# Data entries
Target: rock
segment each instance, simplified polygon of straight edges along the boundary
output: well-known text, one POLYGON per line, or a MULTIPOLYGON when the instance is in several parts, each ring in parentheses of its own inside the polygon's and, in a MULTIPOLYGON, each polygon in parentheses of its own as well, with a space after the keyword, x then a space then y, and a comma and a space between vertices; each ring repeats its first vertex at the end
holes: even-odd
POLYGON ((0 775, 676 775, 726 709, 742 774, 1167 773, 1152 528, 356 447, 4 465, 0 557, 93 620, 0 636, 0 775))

# EXERCISE OBJECTIVE
Turn every line of the listing above into a JSON list of strings, one string per line. Leave out blank lines.

# SOLUTION FOR THIS PROBLEM
[
  "Target: rock",
  "segment each instance, simplified polygon of straight edges along the boundary",
  "output: well-known text, one POLYGON per line, or a MULTIPOLYGON when the instance is in several parts, each ring in parentheses of its own inside the polygon's and, in a MULTIPOLYGON, each polygon in parentheses of its own as well, with a space after the keyword, x then a space then y, and a comma and a space between vertices; each ring repeats its first vertex at the end",
  "holes: even-odd",
  "POLYGON ((0 775, 676 775, 726 709, 742 774, 1167 773, 1152 528, 356 447, 4 465, 0 557, 93 620, 0 636, 0 775))"
]